◆ Items from a dataset
------------------------------------------------------------------------
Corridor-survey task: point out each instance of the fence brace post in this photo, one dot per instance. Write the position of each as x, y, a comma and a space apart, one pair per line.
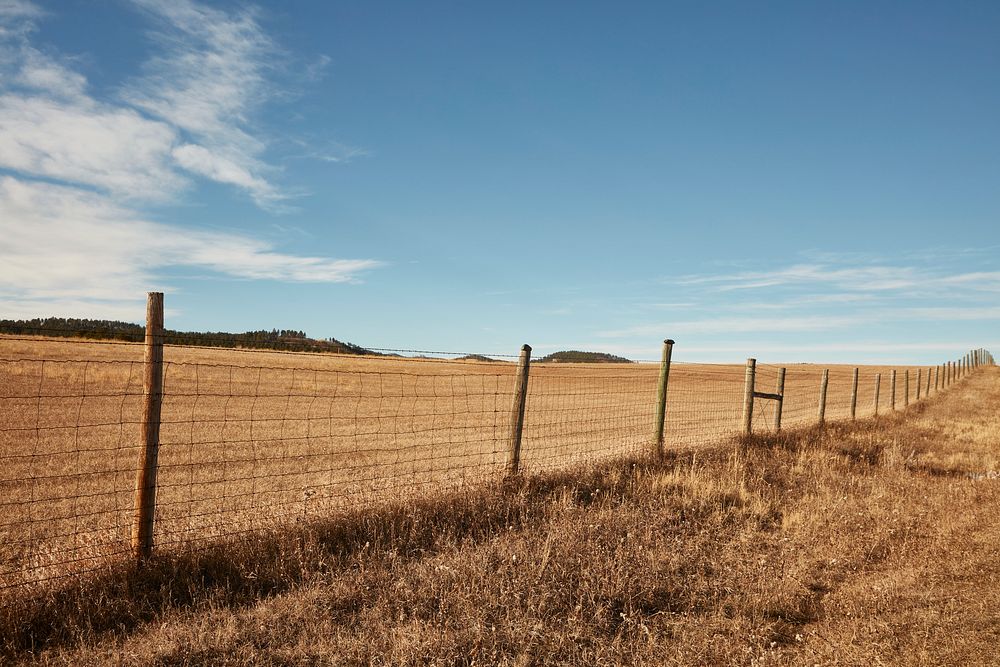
824, 381
517, 412
748, 390
878, 381
152, 400
661, 396
854, 394
779, 389
906, 388
892, 383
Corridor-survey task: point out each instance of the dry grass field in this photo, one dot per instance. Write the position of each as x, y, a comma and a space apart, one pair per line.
254, 440
868, 543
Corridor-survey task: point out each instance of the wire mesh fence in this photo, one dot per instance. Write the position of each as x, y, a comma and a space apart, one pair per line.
255, 439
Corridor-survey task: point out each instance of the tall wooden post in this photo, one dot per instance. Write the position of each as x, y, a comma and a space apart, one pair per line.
517, 411
906, 388
823, 383
892, 390
661, 396
779, 389
749, 378
854, 394
152, 400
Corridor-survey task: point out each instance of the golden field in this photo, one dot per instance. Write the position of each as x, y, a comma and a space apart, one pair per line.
252, 439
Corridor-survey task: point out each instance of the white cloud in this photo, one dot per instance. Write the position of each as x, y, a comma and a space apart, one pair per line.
74, 239
84, 142
862, 278
208, 83
64, 245
202, 161
731, 325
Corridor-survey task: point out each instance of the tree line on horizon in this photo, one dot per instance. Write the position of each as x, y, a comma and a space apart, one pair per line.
274, 339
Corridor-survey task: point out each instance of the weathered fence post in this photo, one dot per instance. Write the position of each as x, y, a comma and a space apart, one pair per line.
823, 383
906, 388
892, 390
661, 396
517, 411
854, 394
779, 390
152, 400
748, 390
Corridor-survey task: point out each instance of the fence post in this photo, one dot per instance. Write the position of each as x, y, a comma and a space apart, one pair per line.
------------------------------------------------------------------------
◆ Requirement
All of the entries above should be copied exactly, except for the pictures.

◆ Response to this task
Corridor-survey task: point out each instance of the fence brace post in this photo, one dot per instance. Write the position of each as x, y, a comma and a space apart, one pair per line.
824, 381
517, 412
748, 390
878, 381
152, 400
661, 396
854, 394
779, 389
906, 388
892, 383
Corridor-survey task: point out each instance of the dry grass field in this photo, one dot per instance. Write the position of each as x, y, a comma and a space apart, one pair per line.
254, 440
868, 543
Corridor-survey task: point out each instance of the wire mesh fence in this photo, one dot per instance. Write the position of each as x, y, a comma and a space apart, one pair per line.
255, 439
Corridor-survey task: point out each instance of the tall wooden post in this photo, one dot per instance. Write the position of each as x, y, a comma and a space apart, one pair per line.
517, 411
906, 388
823, 383
892, 390
661, 396
779, 389
749, 378
854, 394
152, 400
Corridor-survey task: point out each instance of the golden field in this photo, one dot per instance. Write the position of each as x, y, a comma and a space apart, one pair per line.
252, 439
Corridor-survey task: point out each instance of the white cloud in this photo, one dot per instance. Write the position of each as x, y, a comma and a space apart, one pair per line.
74, 239
84, 142
862, 278
208, 83
64, 245
202, 161
731, 325
Corridor-survey task: point out each instance of the tree line on horizon in this photo, one dot per instance. Write the position of each as x, y, a comma and a space apart, one pair per line.
274, 339
Corridor-survey task: point out each instance of the weathered fence post in this photo, one dot per instance. Write the position of each as x, y, a comma and a space apart, one pair per line.
823, 383
906, 388
892, 390
661, 396
517, 411
854, 394
779, 390
152, 400
748, 390
Corridor-survey task: point out each instance of the fence post in this photo, one dot per instance. Write the position of each as x, y, a comma and a space apart, one pair per line.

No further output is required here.